#### [Exercise brief]
Please print the records below exactly as they are written.

(Data entries)
::::

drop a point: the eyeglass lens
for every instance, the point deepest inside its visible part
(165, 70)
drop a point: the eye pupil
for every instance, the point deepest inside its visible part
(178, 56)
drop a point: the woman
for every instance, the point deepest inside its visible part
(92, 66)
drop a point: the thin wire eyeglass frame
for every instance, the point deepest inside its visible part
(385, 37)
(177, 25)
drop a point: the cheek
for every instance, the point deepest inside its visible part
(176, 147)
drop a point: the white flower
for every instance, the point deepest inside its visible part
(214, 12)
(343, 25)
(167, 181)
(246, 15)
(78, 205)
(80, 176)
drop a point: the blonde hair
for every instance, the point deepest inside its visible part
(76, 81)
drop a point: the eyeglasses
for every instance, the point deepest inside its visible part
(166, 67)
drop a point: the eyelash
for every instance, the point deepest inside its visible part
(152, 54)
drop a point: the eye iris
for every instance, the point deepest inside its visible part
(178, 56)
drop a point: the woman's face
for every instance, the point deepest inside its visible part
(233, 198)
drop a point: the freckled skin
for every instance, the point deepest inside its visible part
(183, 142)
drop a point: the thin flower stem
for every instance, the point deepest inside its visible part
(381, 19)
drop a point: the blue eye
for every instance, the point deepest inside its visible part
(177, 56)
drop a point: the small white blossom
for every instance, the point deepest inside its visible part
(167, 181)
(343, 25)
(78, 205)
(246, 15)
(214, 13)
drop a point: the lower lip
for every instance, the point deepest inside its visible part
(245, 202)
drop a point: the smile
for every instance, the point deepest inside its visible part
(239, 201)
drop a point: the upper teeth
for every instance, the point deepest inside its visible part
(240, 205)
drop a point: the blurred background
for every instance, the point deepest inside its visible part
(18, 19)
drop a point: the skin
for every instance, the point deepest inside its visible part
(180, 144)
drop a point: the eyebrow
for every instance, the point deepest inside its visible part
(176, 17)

::::

#### [Expected answer]
drop a point: the eyeglass lens
for every instance, the point deepest inside its visible part
(165, 70)
drop a point: the eye pupil
for every instance, the point deepest inside its visible part
(178, 56)
drop a point: the woman
for every instance, the point deepest inside its visible part
(92, 66)
drop a point: the thin wire eyeglass frame
for every instance, the point deepest inside its visible part
(385, 37)
(177, 25)
drop a point: the cheek
for every instance, the point deepest inside its visible part
(176, 147)
drop a point: the white flower
for every instance, the point deepest inside its visible part
(214, 12)
(343, 25)
(167, 181)
(246, 15)
(78, 205)
(80, 176)
drop a point: the blonde hair
for every instance, the point deepest inside its visible part
(76, 81)
drop a point: the eyeglasses
for every instance, the point deepest inside its visible part
(166, 67)
drop a point: the eyelash
for every instance, the point deepest inside its visible part
(152, 54)
drop a point: the eye iris
for every instance, the point deepest inside its visible part
(178, 56)
drop a point: the woman's face
for every instance, the point deepest inside its visible part
(233, 198)
drop a point: the freckled skin
for every instance, the point deepest inside its visible part
(183, 142)
drop a point: the thin flower stem
for every instance, the point deepest inside its visible part
(381, 19)
drop a point: the blue eye
for every instance, the point deepest inside its visible part
(177, 56)
drop a point: the small white blossom
for every instance, the point deepest inside its visible part
(167, 181)
(343, 25)
(78, 205)
(246, 15)
(214, 13)
drop a point: the lower lip
for every instance, the point deepest inside its visible part
(245, 202)
drop a point: the smile
for every instance, the point deepest inside its visible part
(239, 201)
drop a point: the upper teeth
for every instance, the point deepest inside its visible part
(240, 205)
drop a point: the blurred background
for every instance, the point deepest inside its visible part
(18, 19)
drop a point: the skin
for every instance, the point deepest inside its visible part
(180, 144)
drop a point: the eyebrow
for every instance, the point deepest inside its visible part
(176, 17)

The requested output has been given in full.